- **WORK INSTRUCTION**:
Repeat precisely, and only, the lines between the line containing "holder and record integer pixel coordinates." and the end of the listing below, both ends included.
- - - -
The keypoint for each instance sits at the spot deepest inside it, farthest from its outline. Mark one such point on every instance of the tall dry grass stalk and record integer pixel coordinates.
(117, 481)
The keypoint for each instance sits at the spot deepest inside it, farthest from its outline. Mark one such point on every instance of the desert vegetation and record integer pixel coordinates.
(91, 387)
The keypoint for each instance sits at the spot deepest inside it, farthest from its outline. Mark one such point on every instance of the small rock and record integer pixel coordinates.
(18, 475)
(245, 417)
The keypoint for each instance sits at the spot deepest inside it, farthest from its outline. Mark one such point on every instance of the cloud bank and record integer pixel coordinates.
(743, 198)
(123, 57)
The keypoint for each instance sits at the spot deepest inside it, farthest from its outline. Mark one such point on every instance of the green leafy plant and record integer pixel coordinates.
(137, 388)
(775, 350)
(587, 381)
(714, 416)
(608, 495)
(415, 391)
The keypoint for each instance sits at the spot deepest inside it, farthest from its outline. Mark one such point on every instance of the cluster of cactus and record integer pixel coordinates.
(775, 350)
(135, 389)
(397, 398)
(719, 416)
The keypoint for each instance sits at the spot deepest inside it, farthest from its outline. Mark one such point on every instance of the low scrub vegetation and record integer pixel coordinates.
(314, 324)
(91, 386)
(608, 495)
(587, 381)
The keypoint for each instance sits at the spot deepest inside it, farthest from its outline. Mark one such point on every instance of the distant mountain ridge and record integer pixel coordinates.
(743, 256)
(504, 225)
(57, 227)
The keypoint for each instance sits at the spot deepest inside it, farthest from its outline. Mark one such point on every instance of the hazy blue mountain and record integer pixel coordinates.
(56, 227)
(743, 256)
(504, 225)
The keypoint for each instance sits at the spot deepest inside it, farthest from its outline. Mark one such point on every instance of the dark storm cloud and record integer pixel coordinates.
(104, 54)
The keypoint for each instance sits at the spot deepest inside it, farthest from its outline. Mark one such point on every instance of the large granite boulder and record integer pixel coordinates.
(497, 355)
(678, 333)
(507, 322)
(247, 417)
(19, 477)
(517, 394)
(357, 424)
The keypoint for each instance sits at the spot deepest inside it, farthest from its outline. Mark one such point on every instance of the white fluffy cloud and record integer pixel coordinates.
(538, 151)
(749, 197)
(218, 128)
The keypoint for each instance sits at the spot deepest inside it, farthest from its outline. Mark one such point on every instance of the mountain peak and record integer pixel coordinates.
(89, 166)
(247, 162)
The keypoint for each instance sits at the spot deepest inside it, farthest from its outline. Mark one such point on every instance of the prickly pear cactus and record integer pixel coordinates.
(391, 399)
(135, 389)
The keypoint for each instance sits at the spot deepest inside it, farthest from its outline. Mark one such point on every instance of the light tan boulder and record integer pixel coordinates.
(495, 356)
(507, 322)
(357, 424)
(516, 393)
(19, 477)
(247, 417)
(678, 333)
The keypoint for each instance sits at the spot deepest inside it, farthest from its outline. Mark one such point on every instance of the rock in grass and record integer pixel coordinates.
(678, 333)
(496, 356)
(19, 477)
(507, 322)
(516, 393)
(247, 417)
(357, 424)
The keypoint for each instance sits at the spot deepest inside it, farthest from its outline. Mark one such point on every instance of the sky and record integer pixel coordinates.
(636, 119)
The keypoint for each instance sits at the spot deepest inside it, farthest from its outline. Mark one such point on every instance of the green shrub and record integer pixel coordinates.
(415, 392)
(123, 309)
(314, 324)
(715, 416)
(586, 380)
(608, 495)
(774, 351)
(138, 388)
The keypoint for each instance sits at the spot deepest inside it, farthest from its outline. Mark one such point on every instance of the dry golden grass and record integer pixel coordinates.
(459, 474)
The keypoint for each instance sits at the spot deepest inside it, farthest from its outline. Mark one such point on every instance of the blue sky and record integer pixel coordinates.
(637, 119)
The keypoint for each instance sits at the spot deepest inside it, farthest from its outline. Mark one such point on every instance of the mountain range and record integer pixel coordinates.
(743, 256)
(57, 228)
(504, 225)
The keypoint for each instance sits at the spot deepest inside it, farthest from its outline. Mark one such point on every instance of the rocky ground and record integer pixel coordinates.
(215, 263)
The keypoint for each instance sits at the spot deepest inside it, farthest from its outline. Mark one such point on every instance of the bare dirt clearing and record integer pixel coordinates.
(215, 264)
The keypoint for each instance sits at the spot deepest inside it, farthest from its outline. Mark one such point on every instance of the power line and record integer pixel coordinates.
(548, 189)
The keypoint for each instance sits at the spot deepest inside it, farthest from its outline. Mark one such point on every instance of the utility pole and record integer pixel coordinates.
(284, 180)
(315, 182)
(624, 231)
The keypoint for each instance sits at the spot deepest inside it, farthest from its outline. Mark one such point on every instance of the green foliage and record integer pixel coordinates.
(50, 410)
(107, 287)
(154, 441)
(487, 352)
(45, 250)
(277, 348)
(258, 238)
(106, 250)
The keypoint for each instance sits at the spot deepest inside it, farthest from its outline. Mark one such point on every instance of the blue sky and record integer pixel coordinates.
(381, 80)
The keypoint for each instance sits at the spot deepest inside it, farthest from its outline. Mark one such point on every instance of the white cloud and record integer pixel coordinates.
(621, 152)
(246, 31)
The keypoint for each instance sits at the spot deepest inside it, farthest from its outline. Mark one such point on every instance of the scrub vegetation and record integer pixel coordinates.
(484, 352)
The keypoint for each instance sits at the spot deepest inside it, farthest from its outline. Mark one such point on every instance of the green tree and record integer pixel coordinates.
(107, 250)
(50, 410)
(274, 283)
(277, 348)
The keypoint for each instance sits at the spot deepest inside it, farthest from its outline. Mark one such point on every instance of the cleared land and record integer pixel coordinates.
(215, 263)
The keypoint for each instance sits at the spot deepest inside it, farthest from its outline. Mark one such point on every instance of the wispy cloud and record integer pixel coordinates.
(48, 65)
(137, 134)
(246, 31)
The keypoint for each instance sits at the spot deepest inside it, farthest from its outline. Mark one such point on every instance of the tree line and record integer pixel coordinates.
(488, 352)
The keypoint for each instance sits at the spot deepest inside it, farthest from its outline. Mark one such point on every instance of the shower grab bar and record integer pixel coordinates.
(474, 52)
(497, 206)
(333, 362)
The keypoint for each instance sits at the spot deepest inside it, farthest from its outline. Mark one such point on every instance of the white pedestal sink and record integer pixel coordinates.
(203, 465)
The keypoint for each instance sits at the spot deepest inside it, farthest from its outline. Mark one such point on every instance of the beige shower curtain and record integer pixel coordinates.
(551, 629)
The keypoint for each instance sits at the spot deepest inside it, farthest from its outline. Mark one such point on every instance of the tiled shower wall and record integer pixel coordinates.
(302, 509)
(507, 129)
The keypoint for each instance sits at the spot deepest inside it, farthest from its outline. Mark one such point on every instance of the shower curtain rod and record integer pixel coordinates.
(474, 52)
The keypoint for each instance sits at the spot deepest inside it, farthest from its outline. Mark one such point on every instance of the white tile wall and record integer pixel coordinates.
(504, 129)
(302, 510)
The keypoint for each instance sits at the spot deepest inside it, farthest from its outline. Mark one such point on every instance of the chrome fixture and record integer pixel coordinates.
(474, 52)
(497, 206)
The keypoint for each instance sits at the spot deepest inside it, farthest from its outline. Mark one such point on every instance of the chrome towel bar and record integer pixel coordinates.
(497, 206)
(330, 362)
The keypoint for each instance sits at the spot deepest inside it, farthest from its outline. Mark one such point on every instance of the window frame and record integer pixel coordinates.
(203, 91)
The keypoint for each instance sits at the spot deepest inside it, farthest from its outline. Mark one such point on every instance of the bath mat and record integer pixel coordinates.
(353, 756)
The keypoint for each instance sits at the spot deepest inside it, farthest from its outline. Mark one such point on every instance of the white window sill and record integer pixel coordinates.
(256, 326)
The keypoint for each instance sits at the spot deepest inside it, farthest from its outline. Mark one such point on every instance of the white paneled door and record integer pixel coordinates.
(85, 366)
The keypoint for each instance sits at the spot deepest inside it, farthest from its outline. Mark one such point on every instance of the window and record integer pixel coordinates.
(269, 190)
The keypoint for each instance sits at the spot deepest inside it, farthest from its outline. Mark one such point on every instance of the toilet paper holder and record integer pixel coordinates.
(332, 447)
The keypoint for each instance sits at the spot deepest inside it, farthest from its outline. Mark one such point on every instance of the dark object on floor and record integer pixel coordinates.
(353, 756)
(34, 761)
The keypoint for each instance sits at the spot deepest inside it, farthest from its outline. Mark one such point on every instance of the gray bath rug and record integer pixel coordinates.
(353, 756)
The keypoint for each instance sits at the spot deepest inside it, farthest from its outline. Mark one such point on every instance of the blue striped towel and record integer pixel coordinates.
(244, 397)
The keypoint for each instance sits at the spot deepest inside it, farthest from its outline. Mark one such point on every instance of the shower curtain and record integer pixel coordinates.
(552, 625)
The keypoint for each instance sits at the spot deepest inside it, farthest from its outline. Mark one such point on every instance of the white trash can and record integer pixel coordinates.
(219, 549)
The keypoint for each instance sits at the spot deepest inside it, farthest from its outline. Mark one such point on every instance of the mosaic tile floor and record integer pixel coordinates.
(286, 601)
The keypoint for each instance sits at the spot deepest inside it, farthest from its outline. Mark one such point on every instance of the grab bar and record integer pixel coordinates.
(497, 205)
- - - -
- **ANSWER FOR THE TASK**:
The keypoint for each instance sits at the spot deepest inside it, farthest from its outline. Mark one such point on every instance of the toilet paper holder and record integer pixel coordinates.
(332, 447)
The keypoint for each instance sits at the spot deepest inside it, farthest from its outline. Mark one such point on every instance of the dark object on floor and record integer pixel coordinates.
(353, 756)
(34, 761)
The keypoint for each instance sits at the spot deepest inside it, farthest from its outline. Mark one such point on every instance of the gray bath rug and record integer pixel coordinates.
(353, 756)
The keypoint for each instance sits at the spot deepest inside it, farthest from its outline. Mark one such point on every instance of the blue striped towel and record integer pixel coordinates.
(244, 397)
The keypoint for each instance sits at the spot deepest inside it, farthest from its outline. Mark one such point on every instance of the shower curtain and record integer pixel coordinates.
(552, 625)
The keypoint for each instance sits at the spot deepest inside it, farthest from its outline. Mark one such point on every instance of the white trash can and record integer pixel coordinates.
(219, 549)
The keypoint for each instance sits at the spot deepest inside it, farthest from its outline. Mark one such point on every instance of the mosaic tile floor and record integer pixel coordinates.
(286, 601)
The keypoint for each instance sits at the spot deepest inside it, farthest from its outline. Mark one such point on every instance of the grab bar and record integer pixel coordinates.
(497, 205)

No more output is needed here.